## TEXT SHOWN

Still no babies home? Oh I am so sad now


----------



## mariella (Feb 23, 2017)

I filed a police report yesterday and hit all of the auctions going on. I plan on walking the ravines to see if they used them to get away. I was thinking about putting feed out but we have wild deer that come in the yard and I know they would eat all of the feed before my goats come home. I will also be going to the locale pounds and giving them my number and some pictures of the goats.
If the goats were coming home and just leaving again I would know because we live on dirt roads and they would be leaving hoof prints. By the time they get back, I will have lost 80 pounds just from walking the roads looking for fresh hoof prints every morning.


----------



## ksalvagno (Oct 6, 2009)

Your brother owes you a lot of money. I sure hope he is helping you look for them and not the total jerk he is sounding like.


----------



## Tanya (Mar 31, 2020)

@mariella oh this must be so devestaring


----------



## mariella (Feb 23, 2017)

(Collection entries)
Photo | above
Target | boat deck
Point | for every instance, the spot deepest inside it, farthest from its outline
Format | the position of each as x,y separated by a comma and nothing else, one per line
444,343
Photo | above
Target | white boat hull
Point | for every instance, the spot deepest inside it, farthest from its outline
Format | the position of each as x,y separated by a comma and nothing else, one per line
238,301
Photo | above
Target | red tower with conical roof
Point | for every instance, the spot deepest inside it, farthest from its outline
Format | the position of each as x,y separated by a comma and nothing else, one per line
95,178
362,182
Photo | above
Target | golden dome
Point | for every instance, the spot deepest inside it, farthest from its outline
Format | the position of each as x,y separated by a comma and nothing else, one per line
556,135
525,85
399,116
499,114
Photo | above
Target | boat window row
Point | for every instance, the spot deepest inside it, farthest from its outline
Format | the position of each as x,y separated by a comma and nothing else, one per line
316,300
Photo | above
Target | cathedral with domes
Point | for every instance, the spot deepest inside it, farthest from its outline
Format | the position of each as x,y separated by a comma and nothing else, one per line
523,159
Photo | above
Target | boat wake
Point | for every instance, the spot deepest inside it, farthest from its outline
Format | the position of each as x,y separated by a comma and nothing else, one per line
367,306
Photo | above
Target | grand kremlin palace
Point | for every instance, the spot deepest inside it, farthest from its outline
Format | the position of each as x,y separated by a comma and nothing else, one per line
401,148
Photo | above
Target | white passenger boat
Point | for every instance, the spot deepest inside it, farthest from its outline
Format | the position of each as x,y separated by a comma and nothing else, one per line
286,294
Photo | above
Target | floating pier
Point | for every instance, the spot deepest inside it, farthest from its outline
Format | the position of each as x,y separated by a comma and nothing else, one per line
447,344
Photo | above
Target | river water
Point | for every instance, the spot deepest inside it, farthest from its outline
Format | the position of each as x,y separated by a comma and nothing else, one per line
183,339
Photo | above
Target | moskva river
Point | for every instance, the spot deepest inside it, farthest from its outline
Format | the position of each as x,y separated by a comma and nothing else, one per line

## TASK
Can you reproduce, word for word, everything in the forum thread about the missing goats from "If the goats" down to "is sounding like."? The entries have no connection to the forum thread about the missing goats.

## RESPONSE TO THIS TASK
If the goats were coming home and just leaving again I would know because we live on dirt roads and they would be leaving hoof prints. By the time they get back, I will have lost 80 pounds just from walking the roads looking for fresh hoof prints every morning.


----------



## ksalvagno (Oct 6, 2009)

Your brother owes you a lot of money. I sure hope he is helping you look for them and not the total jerk he is sounding like.